• **Exercise prompt**: Leaving out the pictures, retype all the material exactly.
— start Material provided —
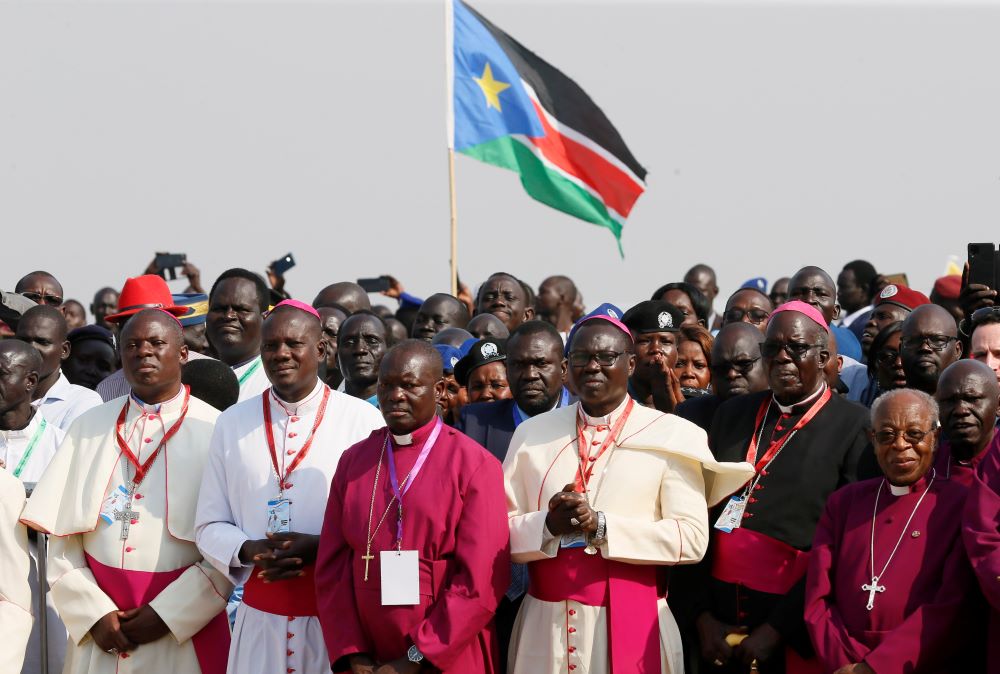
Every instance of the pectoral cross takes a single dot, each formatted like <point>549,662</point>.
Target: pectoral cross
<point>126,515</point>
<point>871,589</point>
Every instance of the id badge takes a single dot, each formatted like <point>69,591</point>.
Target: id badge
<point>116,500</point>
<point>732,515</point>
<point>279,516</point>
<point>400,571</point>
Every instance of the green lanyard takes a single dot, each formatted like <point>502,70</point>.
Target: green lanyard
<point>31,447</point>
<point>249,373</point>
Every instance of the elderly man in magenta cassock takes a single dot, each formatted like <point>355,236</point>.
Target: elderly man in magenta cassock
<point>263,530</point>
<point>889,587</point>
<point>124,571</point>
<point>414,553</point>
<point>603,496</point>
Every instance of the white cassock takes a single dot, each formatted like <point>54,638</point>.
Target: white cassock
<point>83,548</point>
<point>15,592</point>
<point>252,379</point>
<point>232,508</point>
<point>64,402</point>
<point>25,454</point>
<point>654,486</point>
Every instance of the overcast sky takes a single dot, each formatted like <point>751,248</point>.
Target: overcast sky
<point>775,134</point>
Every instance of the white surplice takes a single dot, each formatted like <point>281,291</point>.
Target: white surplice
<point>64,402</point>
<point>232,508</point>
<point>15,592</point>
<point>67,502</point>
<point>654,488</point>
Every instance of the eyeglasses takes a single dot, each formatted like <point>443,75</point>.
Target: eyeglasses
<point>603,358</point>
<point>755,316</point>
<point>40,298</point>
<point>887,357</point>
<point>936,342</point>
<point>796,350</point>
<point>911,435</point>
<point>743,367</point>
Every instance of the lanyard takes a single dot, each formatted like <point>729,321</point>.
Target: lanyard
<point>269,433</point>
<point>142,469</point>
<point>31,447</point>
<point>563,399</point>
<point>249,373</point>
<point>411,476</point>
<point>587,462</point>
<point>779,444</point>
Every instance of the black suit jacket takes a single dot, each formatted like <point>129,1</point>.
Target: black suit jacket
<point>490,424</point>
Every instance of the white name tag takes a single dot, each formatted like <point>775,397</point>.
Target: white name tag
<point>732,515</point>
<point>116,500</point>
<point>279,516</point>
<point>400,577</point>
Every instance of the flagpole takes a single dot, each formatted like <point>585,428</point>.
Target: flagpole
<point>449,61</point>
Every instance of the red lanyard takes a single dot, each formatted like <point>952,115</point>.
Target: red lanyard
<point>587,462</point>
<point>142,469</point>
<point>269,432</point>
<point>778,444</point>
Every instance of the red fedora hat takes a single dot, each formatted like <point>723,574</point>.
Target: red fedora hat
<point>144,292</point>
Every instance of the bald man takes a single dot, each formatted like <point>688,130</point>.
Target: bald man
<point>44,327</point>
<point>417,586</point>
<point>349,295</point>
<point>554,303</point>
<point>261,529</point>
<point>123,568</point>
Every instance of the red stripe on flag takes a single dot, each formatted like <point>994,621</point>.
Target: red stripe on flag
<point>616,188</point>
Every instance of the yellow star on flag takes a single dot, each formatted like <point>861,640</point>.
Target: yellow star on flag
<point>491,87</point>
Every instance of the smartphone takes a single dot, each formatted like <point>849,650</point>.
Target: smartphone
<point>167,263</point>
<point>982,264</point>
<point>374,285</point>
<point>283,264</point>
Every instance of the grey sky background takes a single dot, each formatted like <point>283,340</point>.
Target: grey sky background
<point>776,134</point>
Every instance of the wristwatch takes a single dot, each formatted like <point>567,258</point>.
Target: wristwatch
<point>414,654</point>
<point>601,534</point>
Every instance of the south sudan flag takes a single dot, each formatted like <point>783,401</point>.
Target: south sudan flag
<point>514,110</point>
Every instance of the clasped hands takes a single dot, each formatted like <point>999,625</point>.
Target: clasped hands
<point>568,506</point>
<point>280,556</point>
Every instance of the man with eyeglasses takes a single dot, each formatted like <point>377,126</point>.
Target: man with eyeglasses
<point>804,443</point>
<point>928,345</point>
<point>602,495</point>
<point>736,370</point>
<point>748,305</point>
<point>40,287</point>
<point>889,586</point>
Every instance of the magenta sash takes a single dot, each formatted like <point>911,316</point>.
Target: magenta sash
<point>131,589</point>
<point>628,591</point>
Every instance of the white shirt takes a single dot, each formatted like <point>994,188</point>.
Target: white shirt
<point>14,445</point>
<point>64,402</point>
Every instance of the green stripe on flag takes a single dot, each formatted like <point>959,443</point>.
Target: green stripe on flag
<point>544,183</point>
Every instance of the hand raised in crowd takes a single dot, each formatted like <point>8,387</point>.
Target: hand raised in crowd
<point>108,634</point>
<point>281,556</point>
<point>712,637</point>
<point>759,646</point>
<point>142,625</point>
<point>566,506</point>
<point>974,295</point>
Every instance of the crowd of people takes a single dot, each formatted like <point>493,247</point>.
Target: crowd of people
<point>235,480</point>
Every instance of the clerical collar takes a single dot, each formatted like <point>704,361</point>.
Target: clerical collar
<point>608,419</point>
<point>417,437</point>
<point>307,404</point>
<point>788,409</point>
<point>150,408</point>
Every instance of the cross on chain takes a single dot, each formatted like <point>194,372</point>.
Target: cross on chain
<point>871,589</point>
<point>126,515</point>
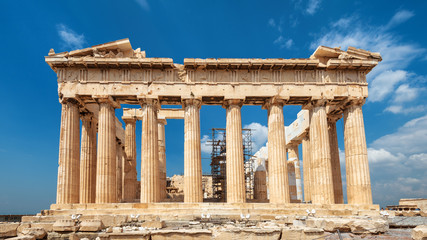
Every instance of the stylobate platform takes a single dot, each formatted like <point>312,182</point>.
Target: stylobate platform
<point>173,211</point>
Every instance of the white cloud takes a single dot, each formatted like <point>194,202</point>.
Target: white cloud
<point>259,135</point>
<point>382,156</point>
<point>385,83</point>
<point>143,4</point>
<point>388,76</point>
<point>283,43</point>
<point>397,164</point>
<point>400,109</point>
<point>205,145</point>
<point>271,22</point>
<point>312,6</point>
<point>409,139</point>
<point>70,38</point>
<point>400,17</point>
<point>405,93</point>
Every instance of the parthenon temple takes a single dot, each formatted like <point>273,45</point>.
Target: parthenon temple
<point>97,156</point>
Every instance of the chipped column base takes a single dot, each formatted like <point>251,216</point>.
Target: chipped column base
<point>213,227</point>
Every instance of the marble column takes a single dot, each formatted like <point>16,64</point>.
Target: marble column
— end Material provided —
• **Full response**:
Every instance of the pectoral cross takes a single dot, each formatted like <point>549,662</point>.
Target: pectoral cross
<point>126,515</point>
<point>871,589</point>
Every instance of the id badge takes a single dot, each formatted like <point>69,591</point>.
Target: id badge
<point>116,500</point>
<point>732,515</point>
<point>279,516</point>
<point>400,571</point>
Every instance of the green lanyard takes a single dot, each formatted like <point>502,70</point>.
Target: green lanyard
<point>31,447</point>
<point>249,373</point>
Every instance of the elderly man in magenta cassock takes a single dot, each formatted like <point>355,236</point>.
Target: elderly man in magenta cassock
<point>263,530</point>
<point>889,587</point>
<point>124,571</point>
<point>414,553</point>
<point>603,496</point>
Every instance of the white cassock takes a single dot, each formatted like <point>54,638</point>.
Target: white cassock
<point>83,548</point>
<point>15,592</point>
<point>252,379</point>
<point>232,508</point>
<point>64,402</point>
<point>25,454</point>
<point>654,486</point>
Every instance of the overcast sky takes a single dot, each formatted like <point>751,248</point>.
Target: overcast sky
<point>775,134</point>
Every instance of the white surplice takes a single dot, each formatted like <point>281,291</point>.
Target: white surplice
<point>64,402</point>
<point>232,508</point>
<point>15,592</point>
<point>67,502</point>
<point>654,488</point>
Every instance of the eyeglasses takes a single dot, each formatted like <point>443,75</point>.
Target: eyeglasses
<point>603,358</point>
<point>755,316</point>
<point>40,298</point>
<point>887,357</point>
<point>936,342</point>
<point>796,350</point>
<point>911,435</point>
<point>743,367</point>
Every instance of the lanyard takes a single dot, each formatted like <point>729,321</point>.
Target: lanyard
<point>269,433</point>
<point>142,469</point>
<point>31,447</point>
<point>563,399</point>
<point>249,373</point>
<point>411,476</point>
<point>587,462</point>
<point>779,444</point>
Every instance of the black suit jacket takes a single dot, each formatted like <point>129,1</point>.
Target: black suit jacket
<point>490,424</point>
Every instance of the white name tag takes a single dot, each formatted like <point>775,397</point>.
Target: white name tag
<point>732,515</point>
<point>116,500</point>
<point>279,516</point>
<point>400,577</point>
Every instance of the flagpole takes a single dot, each formatted like <point>585,428</point>.
Target: flagpole
<point>449,61</point>
Every instance of the red lanyard takes a single dot, each formatted like <point>952,115</point>.
Target: red lanyard
<point>587,462</point>
<point>142,469</point>
<point>269,432</point>
<point>778,444</point>
Every instance of the red fedora hat takes a single dot, each formatted like <point>723,574</point>.
Target: red fedora hat
<point>144,292</point>
Every instance of the bald man takes a single dot, each formatted like <point>688,130</point>.
Target: bald man
<point>44,327</point>
<point>417,586</point>
<point>349,295</point>
<point>554,303</point>
<point>261,529</point>
<point>123,568</point>
Every instance of the red stripe on flag takes a single dot, each formatted like <point>994,621</point>.
Target: red stripe on flag
<point>616,188</point>
Every instance of the yellow star on flag takes a single dot, each formatted like <point>861,640</point>.
Target: yellow star on flag
<point>491,87</point>
Every instance of the smartphone takes a single dot, each formatted like <point>849,650</point>.
Target: smartphone
<point>167,263</point>
<point>982,264</point>
<point>374,285</point>
<point>283,264</point>
Every instance of the grey sky background takes a single dot, each formatted like <point>283,340</point>.
Target: grey sky background
<point>776,134</point>
Every instance of the wristwatch takes a single dot, each formatted like <point>567,258</point>.
Target: wristwatch
<point>414,654</point>
<point>601,534</point>
Every instance of the south sudan flag takes a single dot, each formatted like <point>783,401</point>.
Target: south sudan flag
<point>514,110</point>
Every instance of the clasped hands takes a single dot, each formatted like <point>999,625</point>.
Target: clasped hands
<point>568,506</point>
<point>280,556</point>
Every instance of the man with eyeglasses takes a single dot, each formatted like <point>377,126</point>.
Target: man with eyeglasses
<point>804,443</point>
<point>928,345</point>
<point>602,495</point>
<point>736,370</point>
<point>748,305</point>
<point>40,287</point>
<point>889,586</point>
Every instance of the magenta sash takes a single dot, each formatted like <point>911,316</point>.
Target: magenta sash
<point>131,589</point>
<point>628,591</point>
Every instance of the white shirt takes a single dot, each formatted like <point>994,188</point>.
Target: white shirt
<point>14,445</point>
<point>64,402</point>
Every instance of the green stripe on flag takes a single dot, each formatted like <point>959,443</point>.
Target: green stripe on flag
<point>544,183</point>
Every instance of the hand raised in crowd takes a single dot, each formatted like <point>8,387</point>.
Target: hand raised in crowd
<point>108,634</point>
<point>281,556</point>
<point>712,637</point>
<point>759,646</point>
<point>142,625</point>
<point>566,506</point>
<point>974,295</point>
Every instance of the crowd of people takes a single dot, each formatted like <point>493,247</point>.
Target: crowd of people
<point>235,480</point>
Every instance of the clerical collar takes a single dot, each formatted like <point>704,361</point>.
Target: clerical collar
<point>608,419</point>
<point>417,437</point>
<point>307,404</point>
<point>788,409</point>
<point>150,408</point>
Every instance of the cross on chain takes a single dot, each formatted like <point>194,372</point>.
Target: cross on chain
<point>871,589</point>
<point>126,515</point>
Every instance of the stylobate platform takes a single dot, each formatted like <point>312,182</point>.
Target: stylobate platform
<point>173,211</point>
Every instance of the white cloud takes a single dot, each formatted like <point>194,202</point>.
Target: white cloud
<point>259,135</point>
<point>382,156</point>
<point>385,83</point>
<point>143,4</point>
<point>388,76</point>
<point>283,43</point>
<point>397,164</point>
<point>400,109</point>
<point>205,145</point>
<point>271,22</point>
<point>312,6</point>
<point>409,139</point>
<point>70,38</point>
<point>400,17</point>
<point>405,93</point>
Every instance of the parthenon temple takes a single dot, each formatted like <point>273,45</point>.
Target: parthenon temple
<point>97,156</point>
Every instance of the chipped column base takes a single dot, each formatted like <point>251,216</point>.
Target: chipped column base
<point>213,227</point>
Every instance of the marble column takes a single dot, each formatted like <point>16,64</point>.
Target: marble column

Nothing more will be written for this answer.